Named-object pointing records
◇ ◇ ◇

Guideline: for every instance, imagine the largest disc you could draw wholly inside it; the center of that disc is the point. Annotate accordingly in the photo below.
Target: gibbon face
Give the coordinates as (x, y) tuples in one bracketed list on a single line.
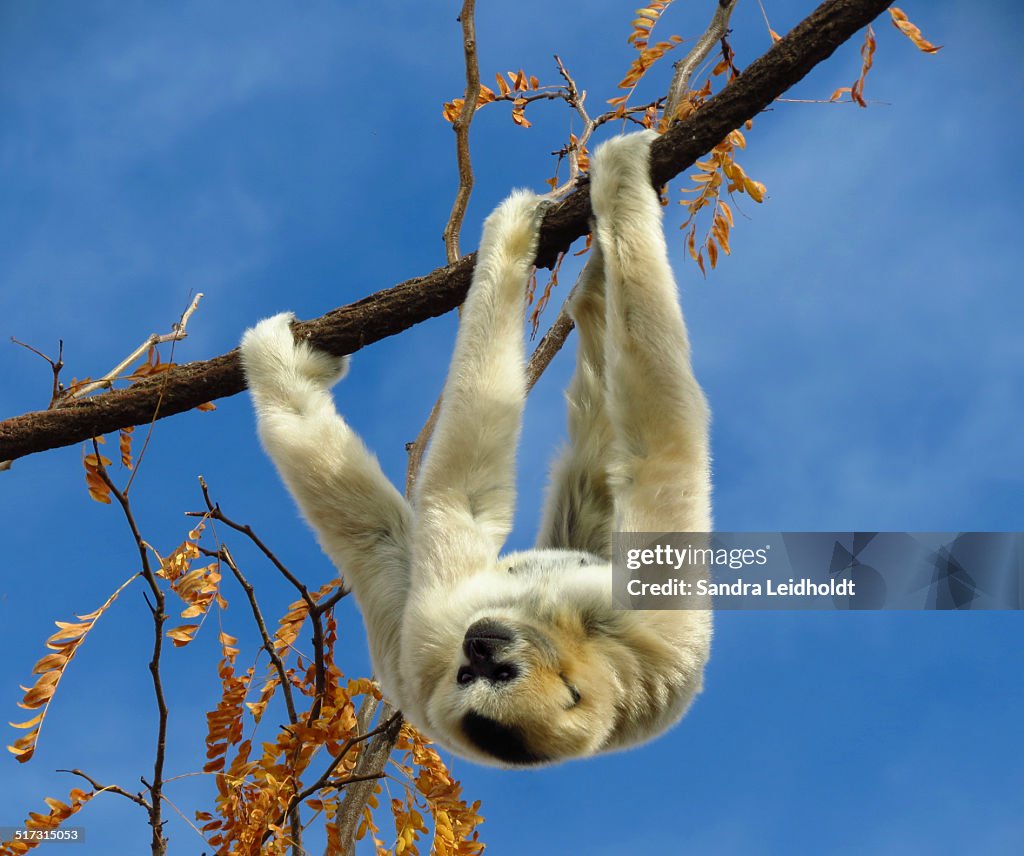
[(522, 691)]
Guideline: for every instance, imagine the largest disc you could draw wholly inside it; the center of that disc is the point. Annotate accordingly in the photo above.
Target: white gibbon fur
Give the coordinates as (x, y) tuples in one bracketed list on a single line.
[(518, 659)]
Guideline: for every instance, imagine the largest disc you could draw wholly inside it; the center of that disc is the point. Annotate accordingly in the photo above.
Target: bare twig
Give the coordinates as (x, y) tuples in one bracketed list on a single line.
[(159, 843), (55, 367), (138, 799), (349, 328), (177, 333), (461, 128), (716, 31), (549, 346)]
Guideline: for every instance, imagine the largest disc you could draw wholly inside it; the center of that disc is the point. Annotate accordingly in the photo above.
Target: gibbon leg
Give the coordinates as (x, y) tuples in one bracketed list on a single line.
[(465, 495), (361, 521), (578, 513), (659, 469)]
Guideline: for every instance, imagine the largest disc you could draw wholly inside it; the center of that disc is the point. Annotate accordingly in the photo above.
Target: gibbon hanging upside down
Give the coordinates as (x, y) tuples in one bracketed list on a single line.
[(519, 659)]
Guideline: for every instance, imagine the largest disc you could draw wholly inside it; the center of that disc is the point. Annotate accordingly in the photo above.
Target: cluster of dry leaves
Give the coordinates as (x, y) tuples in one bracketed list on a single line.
[(720, 172)]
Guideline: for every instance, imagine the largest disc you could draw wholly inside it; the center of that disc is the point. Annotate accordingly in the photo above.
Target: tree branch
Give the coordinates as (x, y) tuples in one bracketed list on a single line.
[(349, 328)]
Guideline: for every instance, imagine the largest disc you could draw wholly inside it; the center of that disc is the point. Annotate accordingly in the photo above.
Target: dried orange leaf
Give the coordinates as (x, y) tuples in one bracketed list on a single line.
[(901, 23)]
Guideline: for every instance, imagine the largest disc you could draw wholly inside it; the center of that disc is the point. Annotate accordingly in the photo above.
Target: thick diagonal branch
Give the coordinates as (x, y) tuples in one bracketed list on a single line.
[(349, 328)]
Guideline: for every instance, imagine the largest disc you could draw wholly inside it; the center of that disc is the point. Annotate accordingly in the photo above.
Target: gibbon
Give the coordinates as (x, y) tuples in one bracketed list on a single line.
[(518, 659)]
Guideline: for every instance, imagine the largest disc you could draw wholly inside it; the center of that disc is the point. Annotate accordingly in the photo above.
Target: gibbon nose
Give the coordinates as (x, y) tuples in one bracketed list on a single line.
[(485, 641)]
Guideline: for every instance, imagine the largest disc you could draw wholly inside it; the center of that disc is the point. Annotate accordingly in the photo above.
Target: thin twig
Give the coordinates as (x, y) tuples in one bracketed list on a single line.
[(138, 799), (372, 761), (177, 333), (461, 127), (391, 723), (159, 843), (224, 554), (549, 346), (55, 367), (716, 31), (213, 512)]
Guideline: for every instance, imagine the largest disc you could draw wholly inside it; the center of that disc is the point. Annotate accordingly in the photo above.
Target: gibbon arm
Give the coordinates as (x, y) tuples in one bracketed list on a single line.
[(363, 523), (658, 413), (465, 495)]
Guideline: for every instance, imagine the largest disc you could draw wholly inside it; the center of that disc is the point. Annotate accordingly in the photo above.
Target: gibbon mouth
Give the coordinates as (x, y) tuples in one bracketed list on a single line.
[(501, 741)]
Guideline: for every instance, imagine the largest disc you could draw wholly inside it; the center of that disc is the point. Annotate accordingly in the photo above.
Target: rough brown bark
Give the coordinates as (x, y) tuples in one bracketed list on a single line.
[(347, 329)]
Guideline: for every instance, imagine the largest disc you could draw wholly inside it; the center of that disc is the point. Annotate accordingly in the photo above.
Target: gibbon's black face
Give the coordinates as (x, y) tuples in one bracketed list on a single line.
[(519, 698)]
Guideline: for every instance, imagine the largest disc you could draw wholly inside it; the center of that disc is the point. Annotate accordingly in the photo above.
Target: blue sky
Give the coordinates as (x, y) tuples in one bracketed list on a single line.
[(861, 351)]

◇ ◇ ◇

Without the pictures, write out the whole listing above exactly as it appears.

Guideline: for every instance, imagine the largest disc you could draw wholly inside it; the center of that disc is the point. Annotate accordingly in the photo below.
Target: gibbon face
Give the coordinates as (x, y) tuples in one bracketed list on a single line.
[(522, 691)]
Guideline: for every instance, imagine the largest disc you could draw wholly inside it; the center of that disc is the point. Annotate accordingly in the photo above.
Target: white gibbon fur
Give the coordinates as (x, y) tuples in one bracketed list on a single line.
[(518, 659)]
Guideline: for every instance, imagine the largest disc you could draw wholly inside it; the center of that disc is the point. Annotate accordingly in the photo above.
Target: bare twig
Give the coordinates as (x, y) tuples in one bracketed list on a single line.
[(159, 843), (55, 367), (138, 799), (349, 328), (177, 333), (461, 128), (716, 31), (549, 346)]
Guideline: for every instance, imagine the largest disc you could draw wholly inside it; the center of that disc is the point. Annotate accordingly in the photo above.
Target: gibbon leg
Give the coordinates as (x, y) tuples in one bracketed list on a single line.
[(465, 495), (361, 521), (578, 513), (659, 469)]
Guideline: for every instance, imagine the largest disc you could draw wholly inside it; the center of that disc is the point. Annotate accordingly in the photo above.
Target: gibbon hanging upside down
Give the coordinates as (x, y) tuples in one bracketed list on a single line.
[(519, 659)]
Guideline: for every instance, imagine the largest disc you could draw wholly inside it; the center of that disc is the point. Annotate accordingly in the photo above.
Target: cluster of dry leaves
Give the coordinates as (x, y) tuples in one bracketed list on a single line.
[(720, 172)]
Guideline: for every instance, imagine the largest disc you could draw wholly inside it; the center of that disc is the point. Annotate accordingly in the photo above.
Target: tree branch
Give the coordinates as (x, y) tuples in one bracketed list on a single line.
[(349, 328)]
Guideline: for every instance, imagine the largest disc you could draw wholly inside it; the center of that disc is the point. Annotate accordingly in the photo above.
Target: dried orange leaf
Give the coordinates as (x, y) tuples in one bracketed list on a single line.
[(901, 23)]
Guideline: for every instance, imagine the largest disc you could draw wholly inside it; the center of that disc is the point. Annotate accordingly in the photo above.
Target: thick diagonal branch
Give the coordinates as (x, y) tuples in one bracketed list on a single line.
[(349, 328)]
Guideline: for every instance, imagine the largest disc you could draw wholly inside it; the center of that disc is the point. Annotate accordingly in the photo above.
Target: gibbon
Give the coordinates as (x, y) tuples in one bracketed list on a single line.
[(518, 659)]
Guideline: for every instance, imagine the largest disc you could draw wholly inside it; the center of that disc is the point. Annotate accordingly in the photo above.
Target: gibbon nose
Give the coordinates as (x, y) tuples in one bracketed list on a single line.
[(485, 641)]
Guideline: for every instance, imagine the largest disc you could draw wholly inside it; the center of that disc is the point. Annotate accordingly in the photo above.
Target: thin twig
Give the coordinates as (x, y) tuples in one bracketed list on a single line.
[(138, 799), (372, 761), (177, 333), (461, 127), (391, 723), (159, 843), (224, 554), (549, 346), (55, 367), (716, 31), (213, 512)]
Guideline: for every instance, imagine the largest disc you could draw wholly inside it; the center of that disc is the point. Annotate accordingly in the photo above.
Target: gibbon arm
Give the coordinates as (x, y) tuples in one bracketed list on a single line.
[(363, 523), (658, 413), (465, 495)]
Guideline: for every instance, imagine the largest disc you could draw wholly inside it; the center of that disc is the point. Annotate accordingly in the photo above.
Target: gibbon mouth
Give the coordinates as (x, y) tuples in one bracketed list on a single line.
[(501, 741)]
Guideline: for every instance, imagine the largest disc you could draw wholly inside it; the center of that disc is the point. Annotate accordingly in the photo above.
Target: rough brown bark
Give the coordinates as (x, y) tuples in one bracketed list on a single line.
[(347, 329)]
Guideline: for every instance, imagine the largest disc you could draw wholly inside it; the center of that disc is the point. Annotate accordingly in the photo above.
Target: gibbon's black face
Give the coordinates as (x, y) tuples in one bracketed list on a single line.
[(519, 698)]
Guideline: for every instance, imagine the largest disc you could draw wholly inside it; the center of that disc is the point. Annotate accordingly in the photo above.
Target: blue sky
Give the coordinates as (x, y) tuples in one bracketed list on a single line.
[(861, 351)]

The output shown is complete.